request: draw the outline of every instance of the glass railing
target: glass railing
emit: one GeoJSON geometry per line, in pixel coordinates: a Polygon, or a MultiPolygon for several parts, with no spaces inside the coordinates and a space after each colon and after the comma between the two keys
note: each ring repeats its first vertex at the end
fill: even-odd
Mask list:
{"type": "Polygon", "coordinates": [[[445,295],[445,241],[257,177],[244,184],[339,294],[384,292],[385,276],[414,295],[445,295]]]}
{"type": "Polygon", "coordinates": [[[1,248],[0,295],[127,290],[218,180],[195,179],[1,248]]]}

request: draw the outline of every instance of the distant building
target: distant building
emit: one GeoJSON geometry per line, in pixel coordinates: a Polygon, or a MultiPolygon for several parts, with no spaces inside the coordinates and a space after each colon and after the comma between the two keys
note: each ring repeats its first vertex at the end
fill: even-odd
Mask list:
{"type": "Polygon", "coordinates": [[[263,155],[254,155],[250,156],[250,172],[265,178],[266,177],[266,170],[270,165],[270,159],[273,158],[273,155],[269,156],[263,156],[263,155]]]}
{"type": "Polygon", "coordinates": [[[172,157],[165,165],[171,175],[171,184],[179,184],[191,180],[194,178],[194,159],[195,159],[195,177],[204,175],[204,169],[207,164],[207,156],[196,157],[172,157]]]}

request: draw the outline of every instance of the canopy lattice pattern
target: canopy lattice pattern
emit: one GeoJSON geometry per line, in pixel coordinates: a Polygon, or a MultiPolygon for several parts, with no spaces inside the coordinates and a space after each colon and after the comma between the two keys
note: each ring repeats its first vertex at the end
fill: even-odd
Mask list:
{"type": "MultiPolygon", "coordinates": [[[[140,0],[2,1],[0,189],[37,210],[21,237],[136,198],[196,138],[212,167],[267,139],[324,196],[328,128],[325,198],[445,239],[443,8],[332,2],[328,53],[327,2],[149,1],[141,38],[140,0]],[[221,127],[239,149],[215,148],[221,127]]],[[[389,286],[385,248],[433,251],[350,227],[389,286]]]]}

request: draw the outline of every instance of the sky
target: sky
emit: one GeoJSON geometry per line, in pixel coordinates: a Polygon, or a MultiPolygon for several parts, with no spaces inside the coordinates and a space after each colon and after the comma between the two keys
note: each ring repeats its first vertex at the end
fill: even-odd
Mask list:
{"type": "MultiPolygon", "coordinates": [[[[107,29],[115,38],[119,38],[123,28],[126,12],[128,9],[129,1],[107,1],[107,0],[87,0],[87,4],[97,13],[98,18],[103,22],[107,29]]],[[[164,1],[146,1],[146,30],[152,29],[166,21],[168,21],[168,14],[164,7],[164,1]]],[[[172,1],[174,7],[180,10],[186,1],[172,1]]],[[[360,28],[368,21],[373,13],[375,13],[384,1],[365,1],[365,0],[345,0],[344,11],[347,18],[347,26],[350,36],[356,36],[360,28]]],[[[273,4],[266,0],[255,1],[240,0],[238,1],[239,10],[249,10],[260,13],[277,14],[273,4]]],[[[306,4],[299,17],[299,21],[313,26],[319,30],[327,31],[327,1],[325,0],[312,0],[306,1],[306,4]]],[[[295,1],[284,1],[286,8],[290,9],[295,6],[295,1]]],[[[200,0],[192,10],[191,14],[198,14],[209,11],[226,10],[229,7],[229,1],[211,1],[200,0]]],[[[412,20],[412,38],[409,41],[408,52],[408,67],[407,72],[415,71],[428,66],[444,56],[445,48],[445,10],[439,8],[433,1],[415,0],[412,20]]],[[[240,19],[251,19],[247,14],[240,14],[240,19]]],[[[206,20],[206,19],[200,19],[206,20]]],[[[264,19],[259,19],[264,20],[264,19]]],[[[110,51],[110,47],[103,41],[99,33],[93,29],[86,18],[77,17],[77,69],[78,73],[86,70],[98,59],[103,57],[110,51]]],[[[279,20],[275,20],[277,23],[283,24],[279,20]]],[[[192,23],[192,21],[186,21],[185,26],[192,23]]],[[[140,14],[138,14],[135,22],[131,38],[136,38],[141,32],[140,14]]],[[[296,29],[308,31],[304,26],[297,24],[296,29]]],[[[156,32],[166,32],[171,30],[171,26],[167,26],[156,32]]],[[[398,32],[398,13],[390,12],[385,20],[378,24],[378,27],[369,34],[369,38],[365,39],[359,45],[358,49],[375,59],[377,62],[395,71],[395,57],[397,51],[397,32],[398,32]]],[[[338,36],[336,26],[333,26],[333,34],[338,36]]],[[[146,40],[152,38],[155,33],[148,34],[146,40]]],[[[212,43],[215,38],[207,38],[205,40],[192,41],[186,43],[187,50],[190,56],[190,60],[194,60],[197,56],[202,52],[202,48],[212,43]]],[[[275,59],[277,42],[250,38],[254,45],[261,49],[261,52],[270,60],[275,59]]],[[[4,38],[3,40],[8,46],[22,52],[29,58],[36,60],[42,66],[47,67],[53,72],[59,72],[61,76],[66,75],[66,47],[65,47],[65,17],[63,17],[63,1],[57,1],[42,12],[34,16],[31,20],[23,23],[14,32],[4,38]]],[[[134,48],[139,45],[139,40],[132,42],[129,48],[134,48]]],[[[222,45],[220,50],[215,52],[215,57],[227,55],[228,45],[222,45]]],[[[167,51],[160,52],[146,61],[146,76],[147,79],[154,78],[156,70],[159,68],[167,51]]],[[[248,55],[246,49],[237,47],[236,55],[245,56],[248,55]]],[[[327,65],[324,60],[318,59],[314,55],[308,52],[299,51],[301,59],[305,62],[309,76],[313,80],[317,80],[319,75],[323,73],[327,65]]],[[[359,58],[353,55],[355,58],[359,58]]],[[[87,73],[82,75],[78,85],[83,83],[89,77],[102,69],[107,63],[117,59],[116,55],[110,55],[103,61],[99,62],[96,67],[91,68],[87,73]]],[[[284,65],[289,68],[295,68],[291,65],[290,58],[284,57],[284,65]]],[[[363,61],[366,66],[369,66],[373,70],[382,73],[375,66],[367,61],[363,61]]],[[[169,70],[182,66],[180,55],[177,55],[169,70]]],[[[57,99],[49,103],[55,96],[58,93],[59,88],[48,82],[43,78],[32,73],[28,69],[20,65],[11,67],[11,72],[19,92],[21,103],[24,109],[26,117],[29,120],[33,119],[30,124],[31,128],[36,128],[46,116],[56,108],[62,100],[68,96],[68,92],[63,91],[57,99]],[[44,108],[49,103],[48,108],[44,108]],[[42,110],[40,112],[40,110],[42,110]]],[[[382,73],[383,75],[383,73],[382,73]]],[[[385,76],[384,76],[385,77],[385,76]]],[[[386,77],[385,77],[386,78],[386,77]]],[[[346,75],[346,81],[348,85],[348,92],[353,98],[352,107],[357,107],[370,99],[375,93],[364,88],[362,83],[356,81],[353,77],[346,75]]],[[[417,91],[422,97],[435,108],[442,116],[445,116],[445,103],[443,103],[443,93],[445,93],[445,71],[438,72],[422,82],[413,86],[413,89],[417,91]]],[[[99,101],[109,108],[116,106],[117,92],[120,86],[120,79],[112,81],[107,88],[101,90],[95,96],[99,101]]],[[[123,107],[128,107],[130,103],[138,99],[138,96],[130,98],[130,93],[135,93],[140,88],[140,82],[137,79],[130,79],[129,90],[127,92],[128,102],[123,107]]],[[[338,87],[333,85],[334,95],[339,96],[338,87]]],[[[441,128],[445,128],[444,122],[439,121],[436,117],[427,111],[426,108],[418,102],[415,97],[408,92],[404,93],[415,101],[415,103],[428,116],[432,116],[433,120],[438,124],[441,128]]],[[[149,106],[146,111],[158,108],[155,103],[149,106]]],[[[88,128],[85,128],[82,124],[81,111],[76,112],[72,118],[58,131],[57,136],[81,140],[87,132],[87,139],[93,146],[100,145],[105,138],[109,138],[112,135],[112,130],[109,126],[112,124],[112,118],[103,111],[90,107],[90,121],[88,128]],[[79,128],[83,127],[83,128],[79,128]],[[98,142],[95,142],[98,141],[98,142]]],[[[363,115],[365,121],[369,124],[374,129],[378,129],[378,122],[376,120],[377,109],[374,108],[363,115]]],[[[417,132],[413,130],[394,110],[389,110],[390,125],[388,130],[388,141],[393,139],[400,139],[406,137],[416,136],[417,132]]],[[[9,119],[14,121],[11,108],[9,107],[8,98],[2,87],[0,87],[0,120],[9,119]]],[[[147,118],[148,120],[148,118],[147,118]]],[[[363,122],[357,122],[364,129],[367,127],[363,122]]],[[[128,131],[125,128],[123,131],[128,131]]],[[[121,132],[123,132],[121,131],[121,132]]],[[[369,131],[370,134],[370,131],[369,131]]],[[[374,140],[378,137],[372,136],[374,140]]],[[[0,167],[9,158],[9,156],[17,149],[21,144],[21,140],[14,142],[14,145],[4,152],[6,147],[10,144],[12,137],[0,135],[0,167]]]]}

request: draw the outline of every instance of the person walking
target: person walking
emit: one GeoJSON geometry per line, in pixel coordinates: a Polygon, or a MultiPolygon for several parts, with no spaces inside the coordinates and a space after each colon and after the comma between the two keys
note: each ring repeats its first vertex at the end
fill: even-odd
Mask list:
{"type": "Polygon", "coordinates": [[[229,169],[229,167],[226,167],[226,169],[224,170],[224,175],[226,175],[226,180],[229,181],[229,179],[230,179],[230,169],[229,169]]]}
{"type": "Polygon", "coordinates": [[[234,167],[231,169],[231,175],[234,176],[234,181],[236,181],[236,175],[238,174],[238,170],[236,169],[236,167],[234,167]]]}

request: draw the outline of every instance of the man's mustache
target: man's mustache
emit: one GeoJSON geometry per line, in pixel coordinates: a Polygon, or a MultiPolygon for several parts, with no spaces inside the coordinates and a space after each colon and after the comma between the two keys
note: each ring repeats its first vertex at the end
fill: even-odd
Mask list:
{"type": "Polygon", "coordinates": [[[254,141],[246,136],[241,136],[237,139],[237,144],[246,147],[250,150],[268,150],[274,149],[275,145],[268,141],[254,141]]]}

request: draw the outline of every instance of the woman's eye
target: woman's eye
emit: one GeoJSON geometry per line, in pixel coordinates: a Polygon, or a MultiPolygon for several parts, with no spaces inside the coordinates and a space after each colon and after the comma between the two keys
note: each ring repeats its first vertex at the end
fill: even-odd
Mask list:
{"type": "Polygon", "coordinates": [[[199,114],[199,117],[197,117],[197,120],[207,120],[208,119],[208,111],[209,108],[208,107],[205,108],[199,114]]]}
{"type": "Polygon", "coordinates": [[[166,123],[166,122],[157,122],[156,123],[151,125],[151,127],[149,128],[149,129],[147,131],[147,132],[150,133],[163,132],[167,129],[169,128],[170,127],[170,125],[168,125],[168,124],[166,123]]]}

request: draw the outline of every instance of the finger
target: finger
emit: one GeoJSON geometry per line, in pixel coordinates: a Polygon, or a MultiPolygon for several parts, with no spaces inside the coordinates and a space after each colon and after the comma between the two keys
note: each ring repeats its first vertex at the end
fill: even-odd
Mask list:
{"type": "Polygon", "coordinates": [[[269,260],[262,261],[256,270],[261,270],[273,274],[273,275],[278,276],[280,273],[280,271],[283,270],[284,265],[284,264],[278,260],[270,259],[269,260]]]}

◇ ◇ ◇ ◇ ◇

Aim of the task: Reproduce the lines of the listing word for word, starting at the line that contains "request: draw the outline of every instance of the finger" and ending at the last line of the listing, both ends included.

Exercise answer:
request: draw the outline of every instance of the finger
target: finger
emit: one GeoJSON geometry per line, in pixel coordinates: a Polygon, or a MultiPolygon for several parts, with no spaces inside the coordinates and a space after each colon and after the comma between the two keys
note: each ring repeats its first vertex at the end
fill: even-odd
Mask list:
{"type": "Polygon", "coordinates": [[[269,260],[262,261],[256,270],[261,270],[273,274],[273,275],[278,276],[280,273],[280,271],[283,270],[284,265],[284,264],[278,260],[270,259],[269,260]]]}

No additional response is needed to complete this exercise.